*Task instructions*. Output the data in full and exactly as presented.
- - - - - - -
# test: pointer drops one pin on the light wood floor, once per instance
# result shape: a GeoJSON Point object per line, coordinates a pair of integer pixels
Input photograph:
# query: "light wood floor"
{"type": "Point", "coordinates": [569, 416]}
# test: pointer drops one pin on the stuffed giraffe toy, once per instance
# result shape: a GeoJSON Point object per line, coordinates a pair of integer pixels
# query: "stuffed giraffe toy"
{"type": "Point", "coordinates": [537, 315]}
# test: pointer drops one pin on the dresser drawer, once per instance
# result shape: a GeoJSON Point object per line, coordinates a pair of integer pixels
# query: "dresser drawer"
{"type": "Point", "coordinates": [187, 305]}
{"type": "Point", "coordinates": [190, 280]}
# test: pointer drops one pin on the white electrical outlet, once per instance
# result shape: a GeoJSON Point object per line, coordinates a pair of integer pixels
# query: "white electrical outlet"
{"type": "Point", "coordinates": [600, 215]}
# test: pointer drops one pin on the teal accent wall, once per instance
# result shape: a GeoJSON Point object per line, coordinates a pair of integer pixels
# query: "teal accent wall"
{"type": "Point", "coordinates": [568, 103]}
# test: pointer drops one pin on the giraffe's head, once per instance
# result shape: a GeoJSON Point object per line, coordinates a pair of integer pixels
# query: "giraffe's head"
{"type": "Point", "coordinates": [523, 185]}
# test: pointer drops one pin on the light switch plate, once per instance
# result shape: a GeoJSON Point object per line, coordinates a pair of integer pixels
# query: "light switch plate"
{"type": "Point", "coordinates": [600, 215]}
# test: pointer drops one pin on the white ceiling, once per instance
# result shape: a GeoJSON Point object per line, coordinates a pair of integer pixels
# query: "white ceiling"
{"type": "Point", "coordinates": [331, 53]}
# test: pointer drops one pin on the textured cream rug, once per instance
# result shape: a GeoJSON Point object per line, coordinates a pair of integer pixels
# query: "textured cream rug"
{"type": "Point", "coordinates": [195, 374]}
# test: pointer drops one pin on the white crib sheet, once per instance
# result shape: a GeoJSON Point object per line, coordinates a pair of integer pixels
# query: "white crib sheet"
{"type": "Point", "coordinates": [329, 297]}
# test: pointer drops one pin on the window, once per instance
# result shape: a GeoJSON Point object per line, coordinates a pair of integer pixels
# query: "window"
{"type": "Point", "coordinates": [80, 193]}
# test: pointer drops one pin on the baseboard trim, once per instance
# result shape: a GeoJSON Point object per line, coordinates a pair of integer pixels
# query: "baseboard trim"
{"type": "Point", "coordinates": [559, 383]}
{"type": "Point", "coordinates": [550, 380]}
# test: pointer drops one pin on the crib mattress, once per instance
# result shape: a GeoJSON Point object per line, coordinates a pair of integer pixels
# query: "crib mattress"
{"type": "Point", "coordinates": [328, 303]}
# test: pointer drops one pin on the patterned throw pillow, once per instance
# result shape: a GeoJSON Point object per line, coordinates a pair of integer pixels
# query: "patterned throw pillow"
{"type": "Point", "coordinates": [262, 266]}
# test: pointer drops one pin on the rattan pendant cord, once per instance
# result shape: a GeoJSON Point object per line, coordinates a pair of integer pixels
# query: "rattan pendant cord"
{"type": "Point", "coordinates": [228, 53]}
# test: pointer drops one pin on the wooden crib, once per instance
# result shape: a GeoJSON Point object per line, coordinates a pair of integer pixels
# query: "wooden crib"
- - - - - - -
*Your solution*.
# test: pointer drops one pin on the light wood floor, once per instance
# result shape: a GeoJSON Point object per line, coordinates a pair of integer pixels
Input photograph:
# query: "light wood floor"
{"type": "Point", "coordinates": [569, 416]}
# test: pointer drops one pin on the stuffed giraffe toy, once per instance
# result shape: a GeoJSON Point object per line, coordinates a pair of integer pixels
# query: "stuffed giraffe toy"
{"type": "Point", "coordinates": [537, 315]}
# test: pointer drops one pin on the dresser drawer, once per instance
# result shape: a GeoJSON Point object per line, coordinates a pair of integer pixels
# query: "dresser drawer"
{"type": "Point", "coordinates": [187, 305]}
{"type": "Point", "coordinates": [190, 280]}
# test: pointer drops one pin on the white electrical outlet, once per instance
# result shape: a GeoJSON Point object per line, coordinates a pair of integer pixels
# query: "white electrical outlet"
{"type": "Point", "coordinates": [600, 215]}
# test: pointer drops one pin on the teal accent wall, once per instance
# result shape: a GeoJSON Point object per line, coordinates a pair of integer pixels
# query: "teal accent wall"
{"type": "Point", "coordinates": [568, 103]}
# test: pointer drops one pin on the giraffe's head, once per instance
# result shape: a GeoJSON Point object per line, coordinates a pair of integer pixels
# query: "giraffe's head"
{"type": "Point", "coordinates": [523, 185]}
# test: pointer drops one pin on the light switch plate, once per instance
# result shape: a GeoJSON Point object per line, coordinates a pair of integer pixels
# query: "light switch plate"
{"type": "Point", "coordinates": [600, 215]}
# test: pointer drops one pin on the white ceiling, once per instance
# result shape: a GeoJSON Point object per line, coordinates a pair of integer pixels
# query: "white ceiling"
{"type": "Point", "coordinates": [331, 53]}
# test: pointer drops one pin on the textured cream rug, once per instance
# result shape: a GeoJSON Point object per line, coordinates a pair of integer pixels
# query: "textured cream rug"
{"type": "Point", "coordinates": [195, 374]}
# test: pointer drops one pin on the white crib sheet, once per instance
# result shape: a GeoJSON Point object per line, coordinates a pair of integer pixels
# query: "white crib sheet"
{"type": "Point", "coordinates": [329, 297]}
# test: pointer drops one pin on the window, once per instance
# result shape: a GeoJSON Point object per line, coordinates a pair of integer pixels
# query: "window"
{"type": "Point", "coordinates": [80, 193]}
# test: pointer drops one pin on the baseboard trim, once per instance
# result shape: a GeoJSON Point object per line, coordinates a pair of integer pixels
# query: "baseboard trim"
{"type": "Point", "coordinates": [559, 383]}
{"type": "Point", "coordinates": [550, 380]}
# test: pointer drops one pin on the crib mattress, once per instance
# result shape: a GeoJSON Point object per line, coordinates a pair of integer pixels
# query: "crib mattress"
{"type": "Point", "coordinates": [328, 303]}
# test: pointer drops one pin on the patterned throw pillow, once per instance
# result shape: a GeoJSON Point object per line, coordinates a pair of integer pixels
# query: "patterned throw pillow"
{"type": "Point", "coordinates": [262, 266]}
# test: pointer drops one pin on the rattan pendant cord, once per instance
# result shape: a GeoJSON Point object per line, coordinates a pair of integer pixels
# query: "rattan pendant cord"
{"type": "Point", "coordinates": [228, 53]}
# test: pointer drops one pin on the wooden crib, once per instance
# result shape: a GeoJSON Point object per line, coordinates a pair of integer pixels
# query: "wooden crib"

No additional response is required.